→ **REQUIREMENT A**:
Set down part of the business advice list word for word, beginning at the words "Allow for a" and stopping after "efforts more effective.".
→ **REQUIREMENT B**:
In the business advice list, what does the tip on polishing the customer journey compare that journey to?
→ **REQUIREMENT C**:
Write what comes next in the business advice list, starting after its last sentence.

→ **QUOTED PASSAGE**:
——

Start a business in an industry where you have previous employment experience. This provides deep knowledge, valuable contacts, and an understanding of potential pitfalls and opportunities, enhancing your likelihood of success.

9. Embrace Initial Self-Delusion

Allow for a degree of self-delusion when starting a business, as being fully aware of all potential problems upfront might deter you. A fresh, less cynical perspective can be a significant advantage.

10. Prioritize Product Quality

Focus intensely on creating a genuinely good product that customers desire and enjoy. This drives organic growth through viral effects and repeat business, making all other marketing efforts more effective.

11. Continuously Polish Customer Journey

Treat the customer journey as a ’luge run’ that requires daily refinement. Constantly analyze metrics to identify points where customers get stuck or confused, then optimize these areas to improve retention and conversion.

12. Enhance Products with Technology

Seek opportunities where technology can fundamentally improve a product or service, rather than merely making an existing process cheaper. Personalization, for example, can create a superior offering that justifies a higher price.

13. Hire Completer-Finishers

While creative mavericks bring innovation, ensure you also hire ‘completer-finishers’ who reliably understand and deliver on tasks. This balances groundbreaking ideas with consistent execution.

——

→ **SUPPLIED RECORDS**:
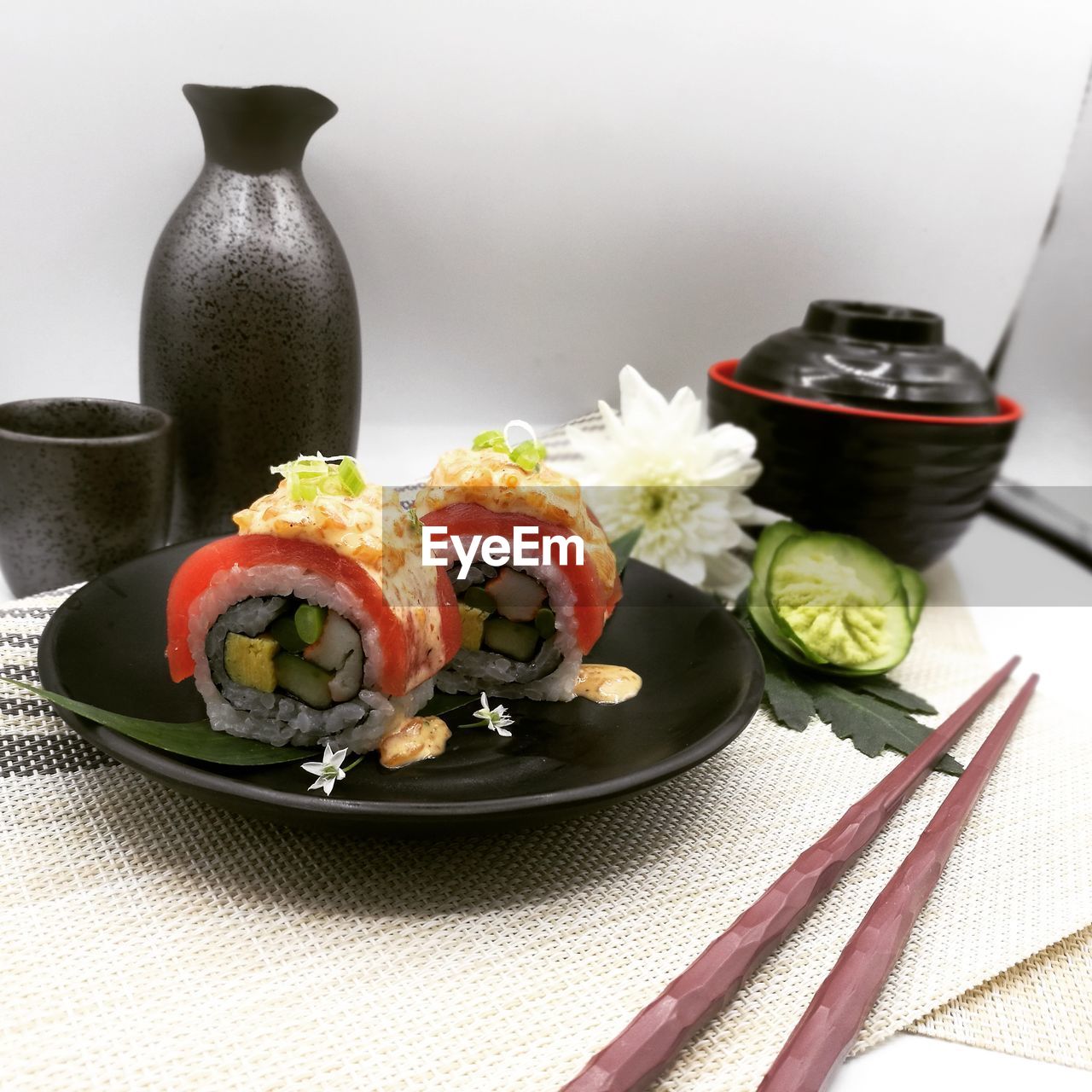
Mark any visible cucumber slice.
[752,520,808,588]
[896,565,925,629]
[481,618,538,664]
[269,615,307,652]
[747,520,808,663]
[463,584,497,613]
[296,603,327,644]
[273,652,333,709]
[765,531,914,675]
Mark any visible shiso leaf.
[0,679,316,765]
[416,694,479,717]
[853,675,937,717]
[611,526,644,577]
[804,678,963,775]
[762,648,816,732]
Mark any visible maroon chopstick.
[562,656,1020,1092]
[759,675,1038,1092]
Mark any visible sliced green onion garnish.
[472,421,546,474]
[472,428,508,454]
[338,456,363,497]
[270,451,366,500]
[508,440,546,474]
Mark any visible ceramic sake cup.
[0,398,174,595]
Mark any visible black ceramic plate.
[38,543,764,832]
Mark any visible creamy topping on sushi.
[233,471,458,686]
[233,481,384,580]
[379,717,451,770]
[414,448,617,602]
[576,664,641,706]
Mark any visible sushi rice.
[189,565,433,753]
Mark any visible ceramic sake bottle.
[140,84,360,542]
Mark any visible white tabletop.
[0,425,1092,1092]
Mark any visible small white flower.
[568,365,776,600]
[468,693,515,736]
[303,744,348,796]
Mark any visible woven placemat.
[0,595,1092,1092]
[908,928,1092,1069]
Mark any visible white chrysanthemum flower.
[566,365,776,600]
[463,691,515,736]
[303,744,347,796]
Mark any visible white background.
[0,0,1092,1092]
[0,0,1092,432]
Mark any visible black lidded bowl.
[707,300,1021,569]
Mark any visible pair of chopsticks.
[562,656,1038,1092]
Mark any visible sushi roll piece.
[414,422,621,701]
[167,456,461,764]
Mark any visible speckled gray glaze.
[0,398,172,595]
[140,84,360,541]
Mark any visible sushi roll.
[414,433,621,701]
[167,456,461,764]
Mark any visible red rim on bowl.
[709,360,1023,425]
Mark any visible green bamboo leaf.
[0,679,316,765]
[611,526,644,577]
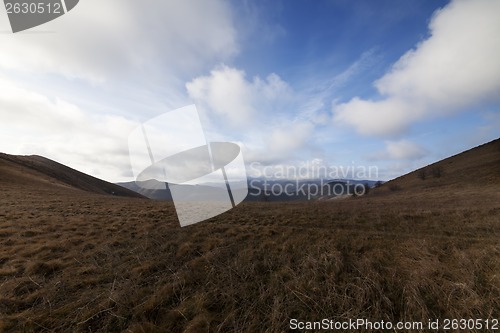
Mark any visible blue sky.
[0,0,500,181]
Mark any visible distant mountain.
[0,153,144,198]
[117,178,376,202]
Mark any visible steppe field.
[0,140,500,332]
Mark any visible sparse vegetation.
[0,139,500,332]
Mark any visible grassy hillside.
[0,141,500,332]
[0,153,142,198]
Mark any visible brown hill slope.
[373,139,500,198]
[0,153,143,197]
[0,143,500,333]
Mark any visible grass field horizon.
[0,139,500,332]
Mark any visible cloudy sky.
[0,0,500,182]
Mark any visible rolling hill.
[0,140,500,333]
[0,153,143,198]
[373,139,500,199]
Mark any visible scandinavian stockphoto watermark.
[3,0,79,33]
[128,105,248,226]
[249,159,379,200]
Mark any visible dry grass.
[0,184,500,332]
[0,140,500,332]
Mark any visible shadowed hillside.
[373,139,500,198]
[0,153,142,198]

——

→ **WRITTEN RESPONSE A**:
Allow for a degree of self-delusion when starting a business, as being fully aware of all potential problems upfront might deter you. A fresh, less cynical perspective can be a significant advantage.

10. Prioritize Product Quality

Focus intensely on creating a genuinely good product that customers desire and enjoy. This drives organic growth through viral effects and repeat business, making all other marketing efforts more effective.

→ **WRITTEN RESPONSE B**:
A "luge run" that requires daily refinement.

→ **WRITTEN RESPONSE C**:
14. Accommodate Creative Genius

Recognize that creative genius often comes with trade-offs like disorganization. Provide support, such as a good PA or a completer-finisher, to handle administrative tasks, allowing creatives to focus on their unique strengths.

15. Avoid Hustle Culture Trap

Do not sacrifice personal well-being, relationships, or social life for your business. Maintain reasonable working hours and encourage your team to recharge, as exhaustion hinders creativity and long-term sustainability.

16. Demand 100% Founder Focus

As an investor, insist that founders are entirely dedicated to a single venture. Multiple simultaneous startups often fail due to divided attention and a tendency to gravitate towards easier projects.

17. Embrace Challenges as Invigorating

View periods when your business faces significant adversity as potentially the most exciting and invigorating times. Pressure can inspire breakthrough solutions and foster resilience.

18. Develop Persuasion Skills

Cultivate the ability to persuade others of your ideas, a crucial skill in all aspects of life and business, from sales to team communication and investor pitches. Practice articulating your thoughts clearly and coherently.

19. Practice Active Communication

Accelerate your communication skills by regularly writing (e.g., a blog) or speaking (e.g., a podcast), even if no one is listening. This discipline forces coherent expression and improves clarity.

20. Communicate with Numbers & Visuals

Enhance your persuasive arguments by presenting ideas not only orally but also with compelling numbers, data models, and engaging visual presentations. Different people process information in various ways.

21. Define Success Holistically

Measure success not solely by wealth, but by being a ‘successful human being’—considering your contribution to society, how you treat employees, and the quality of your relationships. This prevents a competitive and ultimately unhappy mindset.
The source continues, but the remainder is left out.